## DATASET CONTENT
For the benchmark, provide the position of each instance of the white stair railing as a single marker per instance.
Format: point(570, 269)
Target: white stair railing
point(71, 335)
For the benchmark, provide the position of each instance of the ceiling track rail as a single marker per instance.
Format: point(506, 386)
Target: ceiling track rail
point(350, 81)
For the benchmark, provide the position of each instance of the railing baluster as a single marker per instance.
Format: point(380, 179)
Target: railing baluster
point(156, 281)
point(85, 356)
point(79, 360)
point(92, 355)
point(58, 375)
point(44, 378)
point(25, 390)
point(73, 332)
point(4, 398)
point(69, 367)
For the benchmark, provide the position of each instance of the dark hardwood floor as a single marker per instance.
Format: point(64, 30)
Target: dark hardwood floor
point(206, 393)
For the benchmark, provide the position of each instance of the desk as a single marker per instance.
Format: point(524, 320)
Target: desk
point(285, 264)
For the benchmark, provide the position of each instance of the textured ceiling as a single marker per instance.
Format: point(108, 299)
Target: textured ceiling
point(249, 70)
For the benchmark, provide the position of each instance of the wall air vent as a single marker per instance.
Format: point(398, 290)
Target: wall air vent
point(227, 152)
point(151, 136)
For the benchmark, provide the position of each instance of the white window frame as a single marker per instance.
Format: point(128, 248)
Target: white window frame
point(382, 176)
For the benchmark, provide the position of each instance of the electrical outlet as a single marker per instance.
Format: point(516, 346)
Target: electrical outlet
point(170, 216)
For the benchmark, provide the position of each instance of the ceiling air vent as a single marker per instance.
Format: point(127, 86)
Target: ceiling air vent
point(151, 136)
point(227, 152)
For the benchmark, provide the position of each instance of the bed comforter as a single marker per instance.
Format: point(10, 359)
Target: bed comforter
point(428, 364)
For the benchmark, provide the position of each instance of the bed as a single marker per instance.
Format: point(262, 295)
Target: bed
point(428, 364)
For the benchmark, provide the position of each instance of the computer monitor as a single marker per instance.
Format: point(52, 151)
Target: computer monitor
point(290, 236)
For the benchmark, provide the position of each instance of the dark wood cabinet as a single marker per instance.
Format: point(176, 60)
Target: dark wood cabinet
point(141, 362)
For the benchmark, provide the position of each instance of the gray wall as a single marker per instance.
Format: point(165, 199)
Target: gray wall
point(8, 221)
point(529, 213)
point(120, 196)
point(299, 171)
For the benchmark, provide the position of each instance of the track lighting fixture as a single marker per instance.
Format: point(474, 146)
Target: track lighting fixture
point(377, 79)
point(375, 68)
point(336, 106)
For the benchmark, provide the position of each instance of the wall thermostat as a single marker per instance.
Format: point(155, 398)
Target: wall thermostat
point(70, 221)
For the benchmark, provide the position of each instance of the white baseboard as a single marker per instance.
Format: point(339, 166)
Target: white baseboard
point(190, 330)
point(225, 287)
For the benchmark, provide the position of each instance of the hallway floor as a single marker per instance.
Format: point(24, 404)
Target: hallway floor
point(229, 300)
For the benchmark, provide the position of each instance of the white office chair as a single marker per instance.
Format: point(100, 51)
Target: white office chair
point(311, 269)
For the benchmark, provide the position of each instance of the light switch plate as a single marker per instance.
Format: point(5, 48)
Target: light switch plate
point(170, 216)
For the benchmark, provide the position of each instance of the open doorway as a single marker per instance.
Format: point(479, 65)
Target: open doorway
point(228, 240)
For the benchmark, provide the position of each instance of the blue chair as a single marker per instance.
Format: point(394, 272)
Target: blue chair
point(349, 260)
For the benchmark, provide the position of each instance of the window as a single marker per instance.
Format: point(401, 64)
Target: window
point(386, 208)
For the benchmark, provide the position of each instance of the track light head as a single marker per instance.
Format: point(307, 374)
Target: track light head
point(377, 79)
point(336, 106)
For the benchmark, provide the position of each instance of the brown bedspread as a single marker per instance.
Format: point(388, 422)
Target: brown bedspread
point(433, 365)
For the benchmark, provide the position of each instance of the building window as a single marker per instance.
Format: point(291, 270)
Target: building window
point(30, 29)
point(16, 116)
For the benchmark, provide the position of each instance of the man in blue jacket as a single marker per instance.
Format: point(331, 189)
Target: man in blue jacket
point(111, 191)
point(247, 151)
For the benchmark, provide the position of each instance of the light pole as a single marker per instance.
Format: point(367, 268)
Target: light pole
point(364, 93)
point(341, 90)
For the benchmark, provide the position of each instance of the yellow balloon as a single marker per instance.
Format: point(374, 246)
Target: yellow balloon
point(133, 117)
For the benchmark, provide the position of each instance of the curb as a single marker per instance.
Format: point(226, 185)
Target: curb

## GIVEN EXERCISE
Lay out the material from its first line up to and including the line containing "point(350, 81)" as a JSON list of strings, one string per line, leaving out any blank lines.

## FINAL RESULT
[
  "For the benchmark, provide the position of each instance of the white stair railing as a single marker per instance.",
  "Format: point(570, 269)",
  "Target: white stair railing",
  "point(71, 335)",
  "For the benchmark, provide the position of each instance of the ceiling track rail as a single marker per instance.",
  "Format: point(506, 386)",
  "Target: ceiling track rail",
  "point(350, 81)"
]